━━━ AANGELEVERDE TEKST

#  > Islam >  > Islam & Seksualiteit >  HOMOSEXUALITEIT een groot issue dat genegeert wordt

## Lalunaa

Hallo broeders en zusters,


Ik ben alhamdoulilah moslim, en geloof vanuit mijn hart in Allah, in zijn boek en zijn messengers, Als een jongen opgegroeit in een moslim familie en omgeving heb ik tijden gehad dat ik twijfelde aan islam. Ik heb veel research gedaan, doe het nog steeds en zal het insAllah tot mijn dood doen. maar deze twijfels zijn weg. Maar, ik voel mij buitengesloten door HEEL VEEL moslims uit onze geloof en onze gemeenschap omdat ik homosexuele gevoelens heb, Sexueel en Liefde. Maar waarom? waarom wordt ik vervloekt? waarom wordt ik zo neergehaalt? waarom wordt ik kapot gemaakt door iets waar ik geen macht over heb? ik bescherm het niet! ik WEET dat het fout is en ik WEET dat het NIET mag! 
ik zie dit als mijn test, als 1 van mijn testen waar wij allemaal ondergaan, net zoals als JIJ maak ik ook mijn dingen mee. *WAAROM WORDT IK DAN DE HEL IN VERVLOEKT DOOR VELEN? WAAROM WORDT IK NEERGEHAALT? STAAN MOSLIMS HIER WEL BIJ STIL?* maar als iemand drugsdealt, of als een jonge 30 meisjes pakt en onderelkaar praat met zijn vrienden, dan kan dit allemaal, het is grappig, en de manier hoe we worden opgevoed heeft hier invloed op!

━━━━━━

■ OPDRACHTEISEN:
A. Beantwoord de volgende vragen over het forumbericht:
(i) In welke rubriek staat de draad?
(ii) Tot wanneer wil de schrijver onderzoek blijven doen?
(iii) Als wat ziet de schrijver de eigen gevoelens?
B. Herhaal woordelijk het stuk uit het forumbericht dat begint bij de woorden "Hallo broeders en" en ophoudt na "het NIET mag!".

━━━ AANGELEVERDE GEGEVENS

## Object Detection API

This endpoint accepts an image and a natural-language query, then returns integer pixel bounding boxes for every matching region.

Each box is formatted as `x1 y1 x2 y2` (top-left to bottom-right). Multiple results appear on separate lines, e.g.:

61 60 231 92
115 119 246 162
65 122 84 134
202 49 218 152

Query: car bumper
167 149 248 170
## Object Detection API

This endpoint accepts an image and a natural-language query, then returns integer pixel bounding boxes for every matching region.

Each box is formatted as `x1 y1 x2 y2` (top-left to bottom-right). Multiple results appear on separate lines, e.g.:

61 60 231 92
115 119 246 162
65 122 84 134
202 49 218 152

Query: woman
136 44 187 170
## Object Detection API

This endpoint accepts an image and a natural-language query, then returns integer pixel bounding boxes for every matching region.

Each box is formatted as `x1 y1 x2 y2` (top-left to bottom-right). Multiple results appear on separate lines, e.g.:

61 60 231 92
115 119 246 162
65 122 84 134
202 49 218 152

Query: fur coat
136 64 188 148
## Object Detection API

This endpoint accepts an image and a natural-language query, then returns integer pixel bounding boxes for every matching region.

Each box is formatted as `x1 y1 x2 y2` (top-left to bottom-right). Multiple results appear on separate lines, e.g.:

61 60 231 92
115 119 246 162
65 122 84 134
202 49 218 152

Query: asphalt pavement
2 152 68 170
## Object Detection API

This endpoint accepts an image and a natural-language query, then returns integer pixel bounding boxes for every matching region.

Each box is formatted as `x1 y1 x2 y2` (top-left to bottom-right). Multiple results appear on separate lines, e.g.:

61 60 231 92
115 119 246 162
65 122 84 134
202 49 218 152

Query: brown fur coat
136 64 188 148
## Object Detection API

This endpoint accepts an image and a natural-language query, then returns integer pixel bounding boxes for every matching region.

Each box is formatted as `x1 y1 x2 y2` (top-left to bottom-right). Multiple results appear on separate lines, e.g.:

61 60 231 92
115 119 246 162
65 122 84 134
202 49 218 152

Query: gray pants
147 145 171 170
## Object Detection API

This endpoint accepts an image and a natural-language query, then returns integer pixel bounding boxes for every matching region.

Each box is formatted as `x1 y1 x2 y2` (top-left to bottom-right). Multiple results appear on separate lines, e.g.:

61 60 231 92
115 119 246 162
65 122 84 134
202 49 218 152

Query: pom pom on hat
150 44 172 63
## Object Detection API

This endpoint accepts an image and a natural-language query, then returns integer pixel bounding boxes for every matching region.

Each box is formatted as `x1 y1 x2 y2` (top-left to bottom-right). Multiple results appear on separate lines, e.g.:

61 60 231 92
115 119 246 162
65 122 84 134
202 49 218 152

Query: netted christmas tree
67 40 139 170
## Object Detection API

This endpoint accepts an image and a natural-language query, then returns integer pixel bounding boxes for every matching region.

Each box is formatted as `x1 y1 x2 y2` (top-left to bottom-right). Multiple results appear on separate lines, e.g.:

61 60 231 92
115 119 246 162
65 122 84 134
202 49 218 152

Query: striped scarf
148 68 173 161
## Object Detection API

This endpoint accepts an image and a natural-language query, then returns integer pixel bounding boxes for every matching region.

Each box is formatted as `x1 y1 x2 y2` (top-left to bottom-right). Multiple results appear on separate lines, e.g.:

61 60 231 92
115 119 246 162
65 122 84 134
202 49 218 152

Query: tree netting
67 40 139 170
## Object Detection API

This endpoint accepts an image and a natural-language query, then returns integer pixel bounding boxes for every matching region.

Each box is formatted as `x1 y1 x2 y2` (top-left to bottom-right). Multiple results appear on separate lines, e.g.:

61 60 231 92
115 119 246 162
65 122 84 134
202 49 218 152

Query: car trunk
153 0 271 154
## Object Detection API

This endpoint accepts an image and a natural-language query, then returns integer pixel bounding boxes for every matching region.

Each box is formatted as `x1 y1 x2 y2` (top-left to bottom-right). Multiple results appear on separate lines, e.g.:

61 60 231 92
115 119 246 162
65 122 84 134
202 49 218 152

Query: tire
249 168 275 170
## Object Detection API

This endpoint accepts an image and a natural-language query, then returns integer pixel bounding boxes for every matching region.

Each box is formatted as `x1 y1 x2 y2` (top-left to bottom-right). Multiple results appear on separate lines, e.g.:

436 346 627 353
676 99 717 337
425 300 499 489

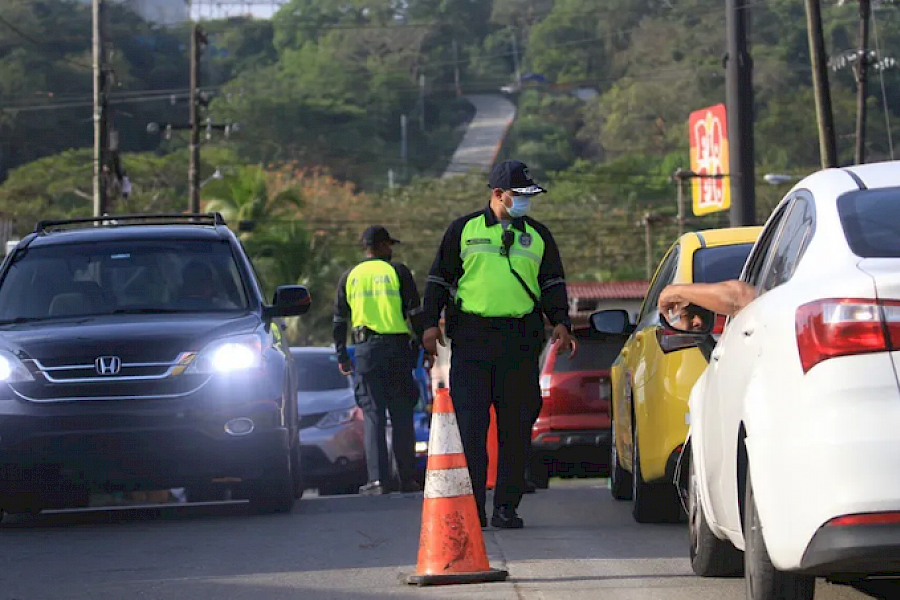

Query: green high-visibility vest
346 260 409 334
456 215 544 318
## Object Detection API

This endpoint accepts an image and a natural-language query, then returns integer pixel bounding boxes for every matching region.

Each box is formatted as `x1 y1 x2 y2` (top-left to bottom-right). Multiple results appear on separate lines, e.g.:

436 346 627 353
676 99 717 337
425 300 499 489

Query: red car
529 328 623 488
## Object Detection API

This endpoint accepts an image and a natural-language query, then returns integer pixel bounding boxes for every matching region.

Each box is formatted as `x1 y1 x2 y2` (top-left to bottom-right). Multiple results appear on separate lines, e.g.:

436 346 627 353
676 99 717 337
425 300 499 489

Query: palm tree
203 166 303 240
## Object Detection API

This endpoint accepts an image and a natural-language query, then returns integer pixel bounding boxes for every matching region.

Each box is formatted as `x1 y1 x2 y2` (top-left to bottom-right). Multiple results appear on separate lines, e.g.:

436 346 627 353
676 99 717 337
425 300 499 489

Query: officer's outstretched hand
550 323 578 357
422 327 447 356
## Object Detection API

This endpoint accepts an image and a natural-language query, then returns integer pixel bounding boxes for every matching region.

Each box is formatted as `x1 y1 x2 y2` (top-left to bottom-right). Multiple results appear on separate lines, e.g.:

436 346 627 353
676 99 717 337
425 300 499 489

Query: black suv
0 214 310 517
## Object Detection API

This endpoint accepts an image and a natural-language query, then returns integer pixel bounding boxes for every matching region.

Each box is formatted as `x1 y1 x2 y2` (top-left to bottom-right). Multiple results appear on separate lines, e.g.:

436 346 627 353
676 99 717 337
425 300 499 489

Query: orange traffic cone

━━━━━━

■ ANTWOORDEN OEFENING:
A.
(i) Islam & Seksualiteit
(ii) Tot de dood (insAllah)
(iii) Als een test, één van de testen die wij allemaal ondergaan

B.
Hallo broeders en zusters,


Ik ben alhamdoulilah moslim, en geloof vanuit mijn hart in Allah, in zijn boek en zijn messengers, Als een jongen opgegroeit in een moslim familie en omgeving heb ik tijden gehad dat ik twijfelde aan islam. Ik heb veel research gedaan, doe het nog steeds en zal het insAllah tot mijn dood doen. maar deze twijfels zijn weg. Maar, ik voel mij buitengesloten door HEEL VEEL moslims uit onze geloof en onze gemeenschap omdat ik homosexuele gevoelens heb, Sexueel en Liefde. Maar waarom? waarom wordt ik vervloekt? waarom wordt ik zo neergehaalt? waarom wordt ik kapot gemaakt door iets waar ik geen macht over heb? ik bescherm het niet! ik WEET dat het fout is en ik WEET dat het NIET mag!